Exercise materials
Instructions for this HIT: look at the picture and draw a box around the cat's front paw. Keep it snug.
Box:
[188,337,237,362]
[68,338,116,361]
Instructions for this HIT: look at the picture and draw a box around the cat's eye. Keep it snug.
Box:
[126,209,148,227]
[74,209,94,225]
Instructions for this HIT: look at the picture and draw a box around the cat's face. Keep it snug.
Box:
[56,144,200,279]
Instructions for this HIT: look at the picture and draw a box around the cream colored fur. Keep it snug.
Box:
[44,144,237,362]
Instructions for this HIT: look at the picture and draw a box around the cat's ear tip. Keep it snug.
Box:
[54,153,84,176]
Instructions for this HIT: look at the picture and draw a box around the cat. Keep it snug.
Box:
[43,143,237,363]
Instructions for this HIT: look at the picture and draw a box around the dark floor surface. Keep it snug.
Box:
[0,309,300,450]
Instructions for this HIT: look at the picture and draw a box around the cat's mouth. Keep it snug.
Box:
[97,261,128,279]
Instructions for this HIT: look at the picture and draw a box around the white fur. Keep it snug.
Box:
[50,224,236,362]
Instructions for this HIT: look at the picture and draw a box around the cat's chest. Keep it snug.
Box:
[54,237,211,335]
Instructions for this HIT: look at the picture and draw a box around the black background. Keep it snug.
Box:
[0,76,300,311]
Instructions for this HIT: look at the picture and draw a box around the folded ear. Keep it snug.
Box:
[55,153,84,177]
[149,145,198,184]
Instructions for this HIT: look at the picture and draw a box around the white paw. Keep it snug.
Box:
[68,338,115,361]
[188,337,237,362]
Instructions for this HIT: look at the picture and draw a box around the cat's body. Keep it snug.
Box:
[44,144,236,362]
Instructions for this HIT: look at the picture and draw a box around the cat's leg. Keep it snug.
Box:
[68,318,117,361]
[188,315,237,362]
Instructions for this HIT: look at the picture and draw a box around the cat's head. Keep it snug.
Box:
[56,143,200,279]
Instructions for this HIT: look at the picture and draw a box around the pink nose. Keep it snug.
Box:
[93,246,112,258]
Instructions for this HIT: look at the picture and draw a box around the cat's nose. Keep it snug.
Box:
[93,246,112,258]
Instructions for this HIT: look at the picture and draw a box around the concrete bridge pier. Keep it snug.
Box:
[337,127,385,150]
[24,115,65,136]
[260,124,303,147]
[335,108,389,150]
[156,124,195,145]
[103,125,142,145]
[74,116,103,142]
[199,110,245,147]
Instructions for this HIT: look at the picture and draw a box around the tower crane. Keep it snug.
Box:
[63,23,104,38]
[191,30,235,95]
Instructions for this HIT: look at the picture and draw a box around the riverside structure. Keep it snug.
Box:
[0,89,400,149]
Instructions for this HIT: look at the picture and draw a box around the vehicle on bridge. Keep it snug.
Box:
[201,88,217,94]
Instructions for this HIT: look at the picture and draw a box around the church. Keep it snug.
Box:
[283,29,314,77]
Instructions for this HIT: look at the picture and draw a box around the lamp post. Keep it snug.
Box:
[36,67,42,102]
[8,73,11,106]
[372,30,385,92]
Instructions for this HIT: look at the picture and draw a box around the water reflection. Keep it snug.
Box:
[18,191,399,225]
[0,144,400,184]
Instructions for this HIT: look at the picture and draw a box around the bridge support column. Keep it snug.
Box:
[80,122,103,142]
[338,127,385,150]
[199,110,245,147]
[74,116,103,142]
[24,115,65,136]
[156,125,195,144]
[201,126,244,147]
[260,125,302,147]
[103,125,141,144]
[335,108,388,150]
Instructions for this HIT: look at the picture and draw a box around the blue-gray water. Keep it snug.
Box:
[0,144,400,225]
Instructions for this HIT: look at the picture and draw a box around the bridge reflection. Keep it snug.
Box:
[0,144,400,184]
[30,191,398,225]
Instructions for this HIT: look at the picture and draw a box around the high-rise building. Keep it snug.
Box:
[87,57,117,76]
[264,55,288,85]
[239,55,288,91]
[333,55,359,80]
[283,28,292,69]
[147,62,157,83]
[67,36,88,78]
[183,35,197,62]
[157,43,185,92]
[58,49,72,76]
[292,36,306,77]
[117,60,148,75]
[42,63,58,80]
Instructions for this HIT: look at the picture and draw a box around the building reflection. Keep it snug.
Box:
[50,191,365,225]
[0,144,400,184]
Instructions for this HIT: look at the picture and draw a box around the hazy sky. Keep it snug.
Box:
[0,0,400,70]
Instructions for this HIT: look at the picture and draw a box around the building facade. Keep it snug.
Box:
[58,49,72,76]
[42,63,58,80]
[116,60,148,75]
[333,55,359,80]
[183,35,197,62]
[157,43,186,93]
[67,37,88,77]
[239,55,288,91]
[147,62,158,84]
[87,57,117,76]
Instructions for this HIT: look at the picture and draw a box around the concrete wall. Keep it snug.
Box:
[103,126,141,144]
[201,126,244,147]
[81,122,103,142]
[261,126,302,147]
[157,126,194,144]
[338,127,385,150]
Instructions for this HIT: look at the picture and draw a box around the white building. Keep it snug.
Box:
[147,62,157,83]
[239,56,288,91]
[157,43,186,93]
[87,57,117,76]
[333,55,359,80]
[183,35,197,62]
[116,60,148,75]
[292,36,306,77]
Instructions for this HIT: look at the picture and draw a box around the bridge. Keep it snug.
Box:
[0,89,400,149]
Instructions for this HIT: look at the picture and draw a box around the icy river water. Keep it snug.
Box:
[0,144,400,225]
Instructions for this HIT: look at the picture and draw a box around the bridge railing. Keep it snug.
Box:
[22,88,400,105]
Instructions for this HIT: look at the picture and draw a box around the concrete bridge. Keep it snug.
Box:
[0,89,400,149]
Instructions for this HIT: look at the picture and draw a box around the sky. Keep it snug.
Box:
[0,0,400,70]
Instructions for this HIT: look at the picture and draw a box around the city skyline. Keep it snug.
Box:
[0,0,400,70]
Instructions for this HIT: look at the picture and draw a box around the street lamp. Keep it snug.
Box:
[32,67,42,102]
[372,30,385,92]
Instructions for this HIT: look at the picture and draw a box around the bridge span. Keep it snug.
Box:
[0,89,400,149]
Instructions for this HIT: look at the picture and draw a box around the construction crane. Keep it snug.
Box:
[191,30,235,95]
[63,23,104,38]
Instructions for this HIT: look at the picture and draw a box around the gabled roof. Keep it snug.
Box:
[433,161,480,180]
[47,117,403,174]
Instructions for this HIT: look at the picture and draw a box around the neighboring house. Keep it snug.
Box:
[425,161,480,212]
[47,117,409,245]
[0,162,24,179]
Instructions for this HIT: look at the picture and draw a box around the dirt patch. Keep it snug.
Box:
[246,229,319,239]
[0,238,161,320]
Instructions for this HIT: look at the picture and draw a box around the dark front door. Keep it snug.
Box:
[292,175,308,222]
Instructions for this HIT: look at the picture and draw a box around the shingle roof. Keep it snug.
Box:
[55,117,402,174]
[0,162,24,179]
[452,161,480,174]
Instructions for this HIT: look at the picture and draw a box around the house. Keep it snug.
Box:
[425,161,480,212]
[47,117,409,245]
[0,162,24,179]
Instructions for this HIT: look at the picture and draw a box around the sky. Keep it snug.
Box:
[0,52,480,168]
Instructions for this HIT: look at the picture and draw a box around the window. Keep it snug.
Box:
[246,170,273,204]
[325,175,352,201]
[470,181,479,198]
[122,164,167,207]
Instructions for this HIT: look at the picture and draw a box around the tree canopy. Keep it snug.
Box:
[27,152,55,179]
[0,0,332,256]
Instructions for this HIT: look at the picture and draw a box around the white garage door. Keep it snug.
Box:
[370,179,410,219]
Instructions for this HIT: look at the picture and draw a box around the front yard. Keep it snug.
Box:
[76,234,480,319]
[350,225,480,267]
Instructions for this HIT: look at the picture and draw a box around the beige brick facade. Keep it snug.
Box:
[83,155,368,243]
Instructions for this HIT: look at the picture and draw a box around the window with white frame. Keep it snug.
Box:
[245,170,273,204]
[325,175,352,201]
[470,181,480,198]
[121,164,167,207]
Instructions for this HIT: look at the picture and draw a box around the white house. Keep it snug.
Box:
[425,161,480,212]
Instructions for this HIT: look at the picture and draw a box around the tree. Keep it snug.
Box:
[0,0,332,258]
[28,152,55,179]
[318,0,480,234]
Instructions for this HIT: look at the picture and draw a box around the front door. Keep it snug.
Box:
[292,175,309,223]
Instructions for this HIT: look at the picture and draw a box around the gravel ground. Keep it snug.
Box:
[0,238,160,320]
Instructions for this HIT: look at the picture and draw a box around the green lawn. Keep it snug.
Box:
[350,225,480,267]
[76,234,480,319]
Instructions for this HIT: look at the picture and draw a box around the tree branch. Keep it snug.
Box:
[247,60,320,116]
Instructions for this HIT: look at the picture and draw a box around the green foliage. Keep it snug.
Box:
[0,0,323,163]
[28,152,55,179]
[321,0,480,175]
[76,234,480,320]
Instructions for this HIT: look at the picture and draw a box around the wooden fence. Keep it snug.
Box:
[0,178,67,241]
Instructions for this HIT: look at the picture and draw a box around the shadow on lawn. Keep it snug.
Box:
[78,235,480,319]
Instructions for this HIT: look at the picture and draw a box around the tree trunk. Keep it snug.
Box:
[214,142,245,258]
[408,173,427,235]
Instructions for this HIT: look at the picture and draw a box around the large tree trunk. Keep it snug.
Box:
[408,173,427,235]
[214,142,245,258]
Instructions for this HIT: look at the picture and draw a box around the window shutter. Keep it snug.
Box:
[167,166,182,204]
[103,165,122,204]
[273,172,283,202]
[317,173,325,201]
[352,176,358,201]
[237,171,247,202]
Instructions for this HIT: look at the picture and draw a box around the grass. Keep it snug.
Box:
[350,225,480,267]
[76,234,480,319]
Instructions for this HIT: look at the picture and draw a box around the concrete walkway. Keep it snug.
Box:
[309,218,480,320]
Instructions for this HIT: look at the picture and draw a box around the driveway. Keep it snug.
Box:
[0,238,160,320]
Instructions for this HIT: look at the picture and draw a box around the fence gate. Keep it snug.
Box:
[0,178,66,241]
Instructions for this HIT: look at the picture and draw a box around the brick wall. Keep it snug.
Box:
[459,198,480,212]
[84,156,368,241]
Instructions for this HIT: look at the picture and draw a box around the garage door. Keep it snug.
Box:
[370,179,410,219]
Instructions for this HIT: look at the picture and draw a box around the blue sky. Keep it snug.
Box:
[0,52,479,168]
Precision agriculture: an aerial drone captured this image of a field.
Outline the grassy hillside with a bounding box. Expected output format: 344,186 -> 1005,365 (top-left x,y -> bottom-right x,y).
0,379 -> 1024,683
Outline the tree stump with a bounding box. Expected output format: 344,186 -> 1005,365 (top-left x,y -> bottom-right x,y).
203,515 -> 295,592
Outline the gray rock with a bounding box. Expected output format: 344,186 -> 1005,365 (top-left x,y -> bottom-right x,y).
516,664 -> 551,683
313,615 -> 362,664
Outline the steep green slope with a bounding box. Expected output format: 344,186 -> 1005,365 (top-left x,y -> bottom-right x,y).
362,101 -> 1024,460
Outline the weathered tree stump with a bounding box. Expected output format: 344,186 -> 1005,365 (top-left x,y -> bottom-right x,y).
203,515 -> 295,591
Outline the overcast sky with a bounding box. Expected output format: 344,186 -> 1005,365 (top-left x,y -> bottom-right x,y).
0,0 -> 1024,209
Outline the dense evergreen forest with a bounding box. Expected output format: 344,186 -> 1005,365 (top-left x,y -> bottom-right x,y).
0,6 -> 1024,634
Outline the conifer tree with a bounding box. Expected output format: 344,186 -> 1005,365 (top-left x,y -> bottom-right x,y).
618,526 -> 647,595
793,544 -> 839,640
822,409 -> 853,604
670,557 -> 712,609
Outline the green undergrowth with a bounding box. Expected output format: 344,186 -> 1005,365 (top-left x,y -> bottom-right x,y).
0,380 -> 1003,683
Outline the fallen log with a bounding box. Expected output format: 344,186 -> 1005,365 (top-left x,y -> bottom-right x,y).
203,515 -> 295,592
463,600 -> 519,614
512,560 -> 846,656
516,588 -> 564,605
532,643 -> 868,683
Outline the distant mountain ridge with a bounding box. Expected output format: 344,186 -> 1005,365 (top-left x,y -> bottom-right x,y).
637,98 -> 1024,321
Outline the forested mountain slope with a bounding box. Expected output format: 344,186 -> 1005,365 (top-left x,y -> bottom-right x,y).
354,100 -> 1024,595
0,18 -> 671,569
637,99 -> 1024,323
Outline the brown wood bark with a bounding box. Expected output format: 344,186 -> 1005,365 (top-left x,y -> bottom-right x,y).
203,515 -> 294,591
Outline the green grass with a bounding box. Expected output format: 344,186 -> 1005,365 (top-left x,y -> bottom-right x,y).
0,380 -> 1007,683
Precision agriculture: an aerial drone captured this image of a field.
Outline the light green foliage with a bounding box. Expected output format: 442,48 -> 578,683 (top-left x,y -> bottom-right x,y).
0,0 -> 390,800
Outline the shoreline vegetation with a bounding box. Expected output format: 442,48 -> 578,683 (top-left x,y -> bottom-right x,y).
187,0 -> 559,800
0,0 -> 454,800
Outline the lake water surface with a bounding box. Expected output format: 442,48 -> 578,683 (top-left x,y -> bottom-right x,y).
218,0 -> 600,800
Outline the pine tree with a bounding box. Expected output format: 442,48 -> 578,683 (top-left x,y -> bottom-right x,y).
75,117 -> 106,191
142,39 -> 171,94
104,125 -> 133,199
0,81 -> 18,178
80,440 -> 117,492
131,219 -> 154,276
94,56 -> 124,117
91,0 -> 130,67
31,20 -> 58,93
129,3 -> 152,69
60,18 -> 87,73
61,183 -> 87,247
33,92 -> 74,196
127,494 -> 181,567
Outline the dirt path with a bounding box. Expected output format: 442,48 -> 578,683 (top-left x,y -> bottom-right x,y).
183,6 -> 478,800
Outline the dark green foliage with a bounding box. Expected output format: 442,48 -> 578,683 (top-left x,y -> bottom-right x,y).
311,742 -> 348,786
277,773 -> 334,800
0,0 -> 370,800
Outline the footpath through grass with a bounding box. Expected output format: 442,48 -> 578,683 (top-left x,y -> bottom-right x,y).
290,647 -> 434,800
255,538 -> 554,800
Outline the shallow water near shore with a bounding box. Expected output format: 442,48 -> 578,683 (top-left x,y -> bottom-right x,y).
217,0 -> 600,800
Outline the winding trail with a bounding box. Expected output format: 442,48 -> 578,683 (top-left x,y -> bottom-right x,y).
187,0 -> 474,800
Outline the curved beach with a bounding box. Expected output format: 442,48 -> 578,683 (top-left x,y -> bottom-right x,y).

Prompt
Copy out the data word for word, from its very first line through the line containing "[74,209,94,225]", with both of those lines included.

Exercise solution
Instructions for this HIT: look at the picture and draw a box around the cat's front paw. Keep it snug.
Box:
[188,337,237,362]
[68,338,116,361]
Instructions for this HIT: look at the picture and draw a box around the cat's eye. Keep it snug.
Box:
[126,209,148,227]
[74,209,94,225]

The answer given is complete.